SOURCE DOCUMENT:
↓

Project

General

Profile

Actions

Task #850

closed

Investigate a new way for check smartgears container by nagios

Added by Roberto Cirillo over 9 years ago. Updated about 9 years ago.

Status:
Closed
Priority:
Normal
Category:
System Application
Target version:
Start date:
Apr 01, 2016
Due date:
% Done:

100%

Estimated time:
Infrastructure:
Development, Pre-Production, Production

Description

At this time we have a simple nagios check on tomcat port but this check often is not enough.
If a container, for some reasons, is not longer registered on the infrastructure for some time, the nagios check on tomcat port doesn't detect this problem.
A possible way for enhance the nagios check could be the following:
Every Smartgears node has an enabling service: Whn-Manager. This service could be checked via http for verify the container status.
For example, this url (related to node2-d-d4s.d4science.org): http://node2-d-d4s.d4science.org:8080/whn-manager/gcube/resource/ responds with a "resource is active" string.
What happen if this container, for some reasons, is no longer registered to the Infrastructure? What answer will be provided by this url?
if the answer is "the resource is not active", we have found a more specific nagios check.
There is a way to check this behavior?

↑

REQUIRED ACTIONS:
- a) According to the Smartgears ticket, what enabling service does every Smartgears node have?
- b) Rewrite the Smartgears ticket starting with "At this time" and going on through "the container status.", swapping "tomcat port" for "Tomcat port".
You won't need the records.

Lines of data
↓

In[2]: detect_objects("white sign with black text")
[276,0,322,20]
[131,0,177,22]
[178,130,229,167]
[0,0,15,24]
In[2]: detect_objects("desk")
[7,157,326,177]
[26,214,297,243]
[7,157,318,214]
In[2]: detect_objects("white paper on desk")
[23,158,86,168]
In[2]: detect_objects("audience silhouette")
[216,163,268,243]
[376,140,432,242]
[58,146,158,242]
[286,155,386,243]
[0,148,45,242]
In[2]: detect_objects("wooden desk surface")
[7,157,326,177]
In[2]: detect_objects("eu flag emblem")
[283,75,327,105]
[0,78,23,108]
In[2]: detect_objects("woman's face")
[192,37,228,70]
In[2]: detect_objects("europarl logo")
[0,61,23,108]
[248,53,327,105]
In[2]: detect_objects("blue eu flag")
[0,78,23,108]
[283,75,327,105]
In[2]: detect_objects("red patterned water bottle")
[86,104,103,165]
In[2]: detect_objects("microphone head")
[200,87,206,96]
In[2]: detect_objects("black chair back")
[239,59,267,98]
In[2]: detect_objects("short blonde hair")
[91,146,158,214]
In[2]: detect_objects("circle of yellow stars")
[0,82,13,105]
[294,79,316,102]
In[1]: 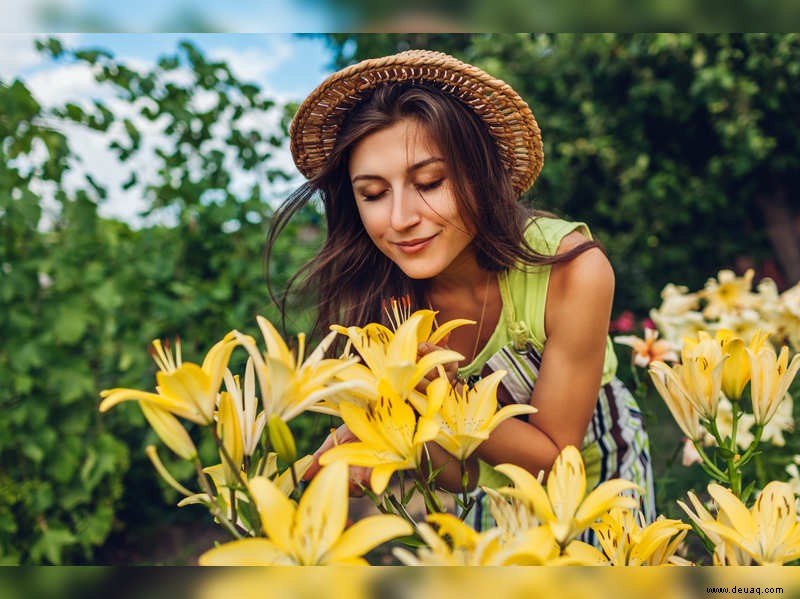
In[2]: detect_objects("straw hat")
[289,50,544,194]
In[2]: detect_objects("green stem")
[211,426,260,516]
[739,424,764,463]
[728,401,742,499]
[692,440,728,480]
[194,459,243,539]
[289,462,300,499]
[228,488,239,523]
[459,459,472,521]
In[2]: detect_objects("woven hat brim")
[289,50,544,195]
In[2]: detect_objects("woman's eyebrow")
[350,156,444,184]
[408,156,444,173]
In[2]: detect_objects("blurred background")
[0,30,800,564]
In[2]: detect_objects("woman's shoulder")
[525,216,592,256]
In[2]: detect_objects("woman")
[268,50,655,526]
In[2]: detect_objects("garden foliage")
[0,40,318,563]
[0,34,800,563]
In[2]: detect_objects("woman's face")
[349,119,475,279]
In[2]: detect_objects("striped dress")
[459,217,655,544]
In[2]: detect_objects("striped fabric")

↑

ANSWERS BELOW:
- a) Whn-Manager

- b)
At this time we have a simple nagios check on Tomcat port but this check often is not enough.
If a container, for some reasons, is not longer registered on the infrastructure for some time, the nagios check on Tomcat port doesn't detect this problem.
A possible way for enhance the nagios check could be the following:
Every Smartgears node has an enabling service: Whn-Manager. This service could be checked via http for verify the container status.